> PAGE EXCERPT
+ + + + + + +
The 33-year-old sales manager for a cosmetics maker said she had her eye on some jackets and sweaters, but is holding off on buying clothes for herself until she gives birth in November.

Viewers were able to chat with the presenters during the event and click on items to add them to a virtual shopping cart for purchase.

Michael Scheiner, Tommy Hilfiger's chief marketing officer, said a lot of viewer questions were about the trend toward casual dressing.

"How do you style clothes you would normally be embarrassed to wear outside your home?" he said.

Coresight Research predicts live-stream shopping events in the U.S. will generate $25 billion in sales by 2023.

The streamed events are already a big business in China. A Tommy Hilfiger live-stream show in China in August attracted 14 million viewers and sold out of 1,300 hoodies in two minutes, according to Mr. Scheiner.

Amazon.com Inc., Facebook Inc. and Instagram have also launched or are testing live sales platforms. Levi Strauss & Co., which has been hosting live events on Amazon since 2018, is preparing to stream a live show this month during Prime Day as a way to stand out during a busy shopping event, according to Kelly Mason, a company spokeswoman.

Designer Rebecca Minkoff hosted her first such event on Instagram in April, when her stores in New York and Los Angeles were temporarily closed.

"Once lockdown occurred, the ability to touch and feel disappeared. We wanted to try to give women that experience online," said Ms. Minkoff, who has since hosted multiple streaming events.

Some retailers say live selling can make it easier for online shoppers to figure out which items will look best on them and choose their correct size.

"In a store, you have a sales person, but when you're browsing through products online, you're on your own," said Michael Mente, co-CEO of online clothing retailer Revolve Group Inc. "What the live shows do is import a human element."
+ + + + + + +
> DATA EXTRACTS
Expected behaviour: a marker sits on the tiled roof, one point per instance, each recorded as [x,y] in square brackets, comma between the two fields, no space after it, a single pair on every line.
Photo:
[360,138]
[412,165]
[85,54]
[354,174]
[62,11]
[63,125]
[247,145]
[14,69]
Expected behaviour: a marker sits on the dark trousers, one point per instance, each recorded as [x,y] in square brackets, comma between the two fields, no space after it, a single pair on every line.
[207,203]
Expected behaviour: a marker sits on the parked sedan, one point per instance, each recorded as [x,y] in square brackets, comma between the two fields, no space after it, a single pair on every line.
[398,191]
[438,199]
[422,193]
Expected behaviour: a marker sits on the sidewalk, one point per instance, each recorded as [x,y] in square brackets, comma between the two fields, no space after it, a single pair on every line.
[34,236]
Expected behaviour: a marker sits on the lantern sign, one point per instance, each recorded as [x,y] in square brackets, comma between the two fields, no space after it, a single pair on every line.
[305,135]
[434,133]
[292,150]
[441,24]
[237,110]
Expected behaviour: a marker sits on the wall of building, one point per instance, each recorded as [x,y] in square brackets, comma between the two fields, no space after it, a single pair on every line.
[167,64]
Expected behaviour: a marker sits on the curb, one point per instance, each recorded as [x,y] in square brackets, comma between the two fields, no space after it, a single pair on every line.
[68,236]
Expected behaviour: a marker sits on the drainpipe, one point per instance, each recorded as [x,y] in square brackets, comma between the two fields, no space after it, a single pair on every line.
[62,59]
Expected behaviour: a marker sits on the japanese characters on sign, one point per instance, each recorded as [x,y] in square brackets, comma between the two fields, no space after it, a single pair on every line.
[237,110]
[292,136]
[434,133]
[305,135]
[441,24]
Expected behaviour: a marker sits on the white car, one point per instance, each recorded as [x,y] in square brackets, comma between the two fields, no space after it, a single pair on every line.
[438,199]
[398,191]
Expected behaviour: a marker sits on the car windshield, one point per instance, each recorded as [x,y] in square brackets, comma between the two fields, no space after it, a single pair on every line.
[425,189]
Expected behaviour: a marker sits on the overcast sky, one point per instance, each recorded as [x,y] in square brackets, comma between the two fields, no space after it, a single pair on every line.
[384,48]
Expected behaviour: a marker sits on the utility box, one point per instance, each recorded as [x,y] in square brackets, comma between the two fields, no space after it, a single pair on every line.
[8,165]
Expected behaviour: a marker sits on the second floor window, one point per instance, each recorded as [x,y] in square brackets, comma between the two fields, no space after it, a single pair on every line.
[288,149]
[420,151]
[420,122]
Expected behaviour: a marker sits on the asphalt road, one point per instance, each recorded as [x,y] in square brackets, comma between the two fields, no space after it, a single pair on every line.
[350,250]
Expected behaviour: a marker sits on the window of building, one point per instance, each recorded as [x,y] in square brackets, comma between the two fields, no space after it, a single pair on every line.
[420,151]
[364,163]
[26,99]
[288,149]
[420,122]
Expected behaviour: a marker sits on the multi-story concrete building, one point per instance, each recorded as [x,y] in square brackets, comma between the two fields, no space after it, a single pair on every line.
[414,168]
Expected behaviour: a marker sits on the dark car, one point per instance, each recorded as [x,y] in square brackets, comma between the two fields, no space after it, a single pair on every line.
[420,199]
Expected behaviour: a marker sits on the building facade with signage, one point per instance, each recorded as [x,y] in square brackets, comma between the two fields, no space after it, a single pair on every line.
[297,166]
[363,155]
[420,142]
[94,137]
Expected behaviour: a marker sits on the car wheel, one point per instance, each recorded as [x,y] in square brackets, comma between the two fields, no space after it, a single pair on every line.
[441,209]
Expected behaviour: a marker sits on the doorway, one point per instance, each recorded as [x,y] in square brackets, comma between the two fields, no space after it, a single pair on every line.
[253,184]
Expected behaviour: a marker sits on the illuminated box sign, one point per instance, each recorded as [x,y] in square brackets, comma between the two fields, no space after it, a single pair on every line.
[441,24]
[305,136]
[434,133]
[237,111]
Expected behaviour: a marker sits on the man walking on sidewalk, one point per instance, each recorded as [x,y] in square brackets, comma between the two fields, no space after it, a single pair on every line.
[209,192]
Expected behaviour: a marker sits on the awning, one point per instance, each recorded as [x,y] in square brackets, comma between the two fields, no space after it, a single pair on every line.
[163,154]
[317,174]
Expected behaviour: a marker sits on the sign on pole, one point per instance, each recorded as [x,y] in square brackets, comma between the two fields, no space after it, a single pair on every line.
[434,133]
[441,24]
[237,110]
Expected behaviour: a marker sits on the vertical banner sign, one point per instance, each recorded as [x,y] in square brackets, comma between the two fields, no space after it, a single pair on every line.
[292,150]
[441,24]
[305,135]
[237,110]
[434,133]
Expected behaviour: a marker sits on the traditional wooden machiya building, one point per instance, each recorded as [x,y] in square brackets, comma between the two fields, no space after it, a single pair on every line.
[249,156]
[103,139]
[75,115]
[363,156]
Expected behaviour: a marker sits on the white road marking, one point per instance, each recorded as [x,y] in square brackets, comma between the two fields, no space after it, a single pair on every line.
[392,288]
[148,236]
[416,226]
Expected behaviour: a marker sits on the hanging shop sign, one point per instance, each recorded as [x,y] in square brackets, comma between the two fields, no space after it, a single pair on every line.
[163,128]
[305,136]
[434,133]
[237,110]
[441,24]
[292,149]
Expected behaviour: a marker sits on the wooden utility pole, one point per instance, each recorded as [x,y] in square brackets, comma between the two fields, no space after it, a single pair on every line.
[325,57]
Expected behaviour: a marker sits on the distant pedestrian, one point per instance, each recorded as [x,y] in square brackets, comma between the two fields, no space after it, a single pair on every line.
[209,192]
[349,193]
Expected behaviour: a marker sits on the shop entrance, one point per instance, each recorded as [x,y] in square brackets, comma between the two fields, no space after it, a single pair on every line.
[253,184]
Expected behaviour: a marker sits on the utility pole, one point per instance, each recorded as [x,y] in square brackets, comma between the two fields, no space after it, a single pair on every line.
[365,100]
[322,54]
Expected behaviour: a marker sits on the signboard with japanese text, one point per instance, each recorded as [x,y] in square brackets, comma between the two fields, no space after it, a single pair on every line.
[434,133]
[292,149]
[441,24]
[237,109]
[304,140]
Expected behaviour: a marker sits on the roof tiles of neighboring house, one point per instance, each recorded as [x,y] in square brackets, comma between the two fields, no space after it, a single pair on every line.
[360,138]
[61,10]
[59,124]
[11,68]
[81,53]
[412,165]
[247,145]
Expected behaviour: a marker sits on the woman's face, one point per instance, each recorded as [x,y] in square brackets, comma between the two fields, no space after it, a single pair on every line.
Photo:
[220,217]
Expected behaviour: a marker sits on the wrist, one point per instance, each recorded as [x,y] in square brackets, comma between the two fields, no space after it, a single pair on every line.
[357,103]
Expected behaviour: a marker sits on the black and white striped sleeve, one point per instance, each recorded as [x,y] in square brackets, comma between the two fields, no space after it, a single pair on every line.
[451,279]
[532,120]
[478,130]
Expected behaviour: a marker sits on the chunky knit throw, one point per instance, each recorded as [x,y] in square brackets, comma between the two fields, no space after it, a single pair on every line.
+ + + + + + +
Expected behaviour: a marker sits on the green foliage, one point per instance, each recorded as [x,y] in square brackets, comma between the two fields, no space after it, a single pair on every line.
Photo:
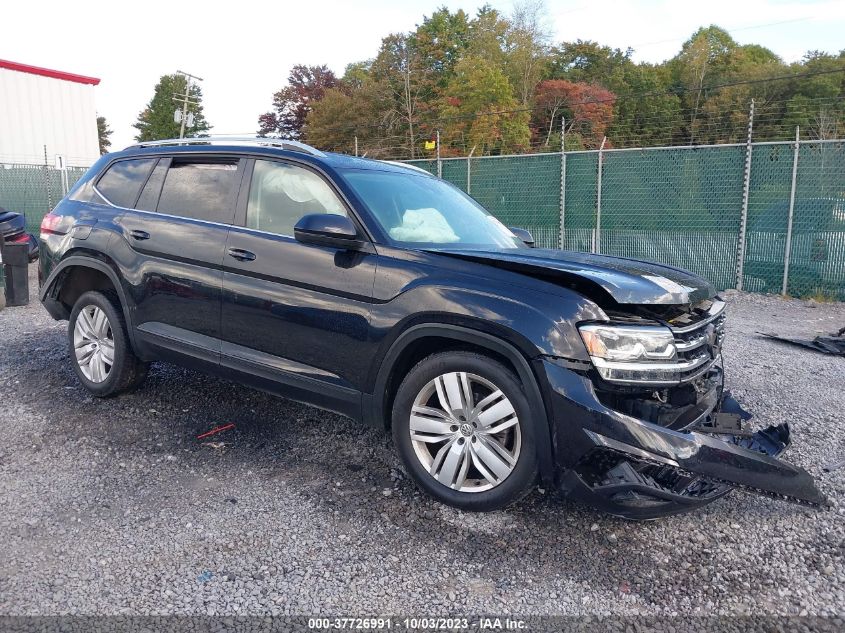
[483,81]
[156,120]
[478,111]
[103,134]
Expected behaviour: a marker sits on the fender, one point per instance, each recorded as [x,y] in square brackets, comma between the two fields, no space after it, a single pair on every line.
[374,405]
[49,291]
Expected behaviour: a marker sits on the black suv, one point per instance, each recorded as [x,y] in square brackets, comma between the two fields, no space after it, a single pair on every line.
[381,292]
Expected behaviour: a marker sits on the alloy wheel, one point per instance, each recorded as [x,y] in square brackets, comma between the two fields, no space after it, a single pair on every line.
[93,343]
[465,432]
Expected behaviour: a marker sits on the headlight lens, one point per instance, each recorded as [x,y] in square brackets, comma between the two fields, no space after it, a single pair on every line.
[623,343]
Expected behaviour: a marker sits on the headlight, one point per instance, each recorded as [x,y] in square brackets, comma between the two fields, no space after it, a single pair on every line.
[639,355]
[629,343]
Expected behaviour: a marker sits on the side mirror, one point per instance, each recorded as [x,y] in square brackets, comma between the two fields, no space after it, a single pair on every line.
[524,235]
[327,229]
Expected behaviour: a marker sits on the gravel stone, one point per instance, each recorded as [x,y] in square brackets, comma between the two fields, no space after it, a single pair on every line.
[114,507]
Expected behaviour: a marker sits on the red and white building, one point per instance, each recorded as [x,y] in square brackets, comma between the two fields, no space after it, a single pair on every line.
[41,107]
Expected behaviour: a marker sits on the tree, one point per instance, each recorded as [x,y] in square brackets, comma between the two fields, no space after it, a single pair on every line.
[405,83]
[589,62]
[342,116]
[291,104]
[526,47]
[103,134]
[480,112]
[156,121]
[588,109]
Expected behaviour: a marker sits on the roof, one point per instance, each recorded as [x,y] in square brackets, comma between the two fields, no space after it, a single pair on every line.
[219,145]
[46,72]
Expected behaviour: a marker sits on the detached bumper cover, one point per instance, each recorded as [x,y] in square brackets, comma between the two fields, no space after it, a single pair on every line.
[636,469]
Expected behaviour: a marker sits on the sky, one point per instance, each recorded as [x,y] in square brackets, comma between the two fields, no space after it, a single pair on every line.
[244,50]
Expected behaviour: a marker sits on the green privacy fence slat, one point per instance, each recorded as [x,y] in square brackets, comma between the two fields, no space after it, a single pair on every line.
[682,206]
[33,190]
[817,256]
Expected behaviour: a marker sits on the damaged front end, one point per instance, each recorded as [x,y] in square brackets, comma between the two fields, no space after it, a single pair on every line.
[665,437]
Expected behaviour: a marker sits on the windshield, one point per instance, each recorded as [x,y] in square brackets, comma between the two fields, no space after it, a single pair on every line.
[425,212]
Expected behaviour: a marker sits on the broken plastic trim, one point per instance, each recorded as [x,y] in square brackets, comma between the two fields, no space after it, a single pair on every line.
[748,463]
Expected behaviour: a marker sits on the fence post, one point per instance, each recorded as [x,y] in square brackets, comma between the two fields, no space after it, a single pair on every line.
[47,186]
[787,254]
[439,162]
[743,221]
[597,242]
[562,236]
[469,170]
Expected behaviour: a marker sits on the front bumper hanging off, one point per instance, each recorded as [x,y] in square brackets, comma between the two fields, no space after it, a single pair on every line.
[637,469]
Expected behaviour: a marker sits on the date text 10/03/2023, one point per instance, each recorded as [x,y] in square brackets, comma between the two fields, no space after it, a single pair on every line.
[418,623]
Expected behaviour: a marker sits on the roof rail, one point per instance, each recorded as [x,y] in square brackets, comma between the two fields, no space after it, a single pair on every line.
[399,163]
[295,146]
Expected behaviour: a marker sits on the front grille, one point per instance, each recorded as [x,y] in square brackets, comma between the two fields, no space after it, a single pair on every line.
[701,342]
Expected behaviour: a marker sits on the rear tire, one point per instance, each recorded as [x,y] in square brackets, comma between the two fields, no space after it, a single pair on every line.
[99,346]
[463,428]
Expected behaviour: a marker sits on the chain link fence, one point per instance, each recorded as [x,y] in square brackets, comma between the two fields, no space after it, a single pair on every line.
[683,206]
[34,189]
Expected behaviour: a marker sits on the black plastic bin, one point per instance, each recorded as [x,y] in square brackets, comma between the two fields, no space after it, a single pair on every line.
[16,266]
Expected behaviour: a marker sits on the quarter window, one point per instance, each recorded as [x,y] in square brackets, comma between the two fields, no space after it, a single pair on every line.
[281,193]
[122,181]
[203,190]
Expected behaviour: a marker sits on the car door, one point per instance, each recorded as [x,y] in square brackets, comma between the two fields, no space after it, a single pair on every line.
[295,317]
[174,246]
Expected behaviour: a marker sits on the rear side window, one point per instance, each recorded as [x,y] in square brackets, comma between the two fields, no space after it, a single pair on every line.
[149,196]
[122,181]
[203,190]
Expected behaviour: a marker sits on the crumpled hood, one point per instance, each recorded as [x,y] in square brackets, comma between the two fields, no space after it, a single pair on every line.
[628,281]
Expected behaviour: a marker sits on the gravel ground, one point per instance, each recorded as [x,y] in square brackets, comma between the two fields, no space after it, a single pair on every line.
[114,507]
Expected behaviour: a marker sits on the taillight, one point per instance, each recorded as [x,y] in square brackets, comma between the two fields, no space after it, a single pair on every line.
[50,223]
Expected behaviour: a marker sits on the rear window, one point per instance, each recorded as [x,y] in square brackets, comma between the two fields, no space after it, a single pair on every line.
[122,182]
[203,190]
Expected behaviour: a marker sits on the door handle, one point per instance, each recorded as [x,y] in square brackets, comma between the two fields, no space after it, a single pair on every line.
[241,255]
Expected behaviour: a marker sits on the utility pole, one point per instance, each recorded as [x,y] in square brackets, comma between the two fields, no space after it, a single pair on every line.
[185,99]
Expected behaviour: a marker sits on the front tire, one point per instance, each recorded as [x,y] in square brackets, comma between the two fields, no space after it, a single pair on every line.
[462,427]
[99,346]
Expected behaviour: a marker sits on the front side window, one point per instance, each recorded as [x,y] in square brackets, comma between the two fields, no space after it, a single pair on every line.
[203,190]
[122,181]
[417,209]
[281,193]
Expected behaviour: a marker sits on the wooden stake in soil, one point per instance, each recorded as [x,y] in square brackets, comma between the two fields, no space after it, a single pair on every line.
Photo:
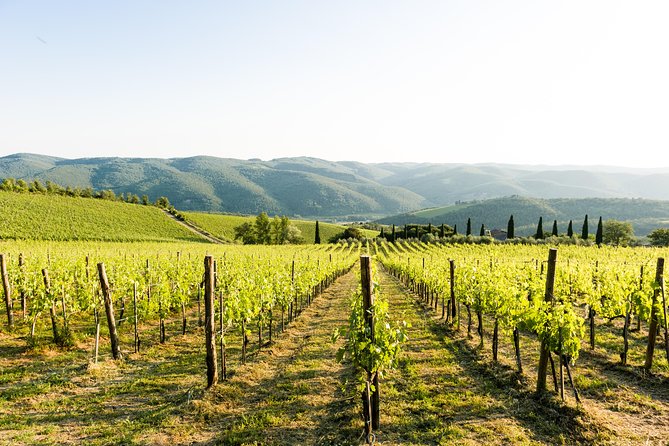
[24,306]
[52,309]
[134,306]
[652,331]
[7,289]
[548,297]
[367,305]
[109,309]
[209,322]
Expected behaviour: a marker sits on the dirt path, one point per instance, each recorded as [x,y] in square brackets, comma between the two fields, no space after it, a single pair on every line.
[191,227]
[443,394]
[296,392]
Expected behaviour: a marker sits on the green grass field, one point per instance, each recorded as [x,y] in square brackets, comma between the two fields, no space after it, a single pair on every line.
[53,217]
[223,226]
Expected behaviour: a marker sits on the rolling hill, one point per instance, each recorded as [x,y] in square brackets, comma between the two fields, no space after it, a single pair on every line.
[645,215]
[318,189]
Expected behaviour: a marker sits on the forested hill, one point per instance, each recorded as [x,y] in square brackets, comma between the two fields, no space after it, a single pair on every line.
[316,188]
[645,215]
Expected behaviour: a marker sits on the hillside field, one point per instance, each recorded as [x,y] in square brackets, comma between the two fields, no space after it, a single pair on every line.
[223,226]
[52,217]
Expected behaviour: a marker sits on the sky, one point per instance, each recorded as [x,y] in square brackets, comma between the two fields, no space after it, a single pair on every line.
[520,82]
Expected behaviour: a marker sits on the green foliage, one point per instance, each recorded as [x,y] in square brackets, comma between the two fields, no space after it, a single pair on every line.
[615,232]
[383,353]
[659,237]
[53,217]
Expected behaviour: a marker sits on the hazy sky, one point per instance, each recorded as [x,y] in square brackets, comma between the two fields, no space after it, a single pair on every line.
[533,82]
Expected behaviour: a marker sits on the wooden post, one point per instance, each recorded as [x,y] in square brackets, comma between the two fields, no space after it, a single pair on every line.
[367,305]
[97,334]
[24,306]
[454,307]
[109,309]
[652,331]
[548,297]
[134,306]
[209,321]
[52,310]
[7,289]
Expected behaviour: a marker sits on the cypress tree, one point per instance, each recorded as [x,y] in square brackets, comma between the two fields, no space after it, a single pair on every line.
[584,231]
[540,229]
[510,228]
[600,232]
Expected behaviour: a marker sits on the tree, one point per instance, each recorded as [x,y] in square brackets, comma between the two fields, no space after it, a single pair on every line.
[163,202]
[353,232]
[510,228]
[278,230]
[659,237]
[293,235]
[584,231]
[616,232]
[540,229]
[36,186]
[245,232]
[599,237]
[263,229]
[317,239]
+ + + + + + +
> YOUR TASK
Summarize the excerpt on live-stream shopping in two sentences.

> TASK OUTPUT
At live-stream shopping events, viewers can chat with presenters and click items into a virtual cart, and brands such as Tommy Hilfiger, Levi Strauss & Co. and designer Rebecca Minkoff have hosted them, while Amazon, Facebook and Instagram have launched or are testing live sales platforms. The events are already big business in China, Coresight Research predicts $25 billion in U.S. sales by 2023, and some retailers say the shows help online shoppers pick items that suit them and choose the right size by adding a human element.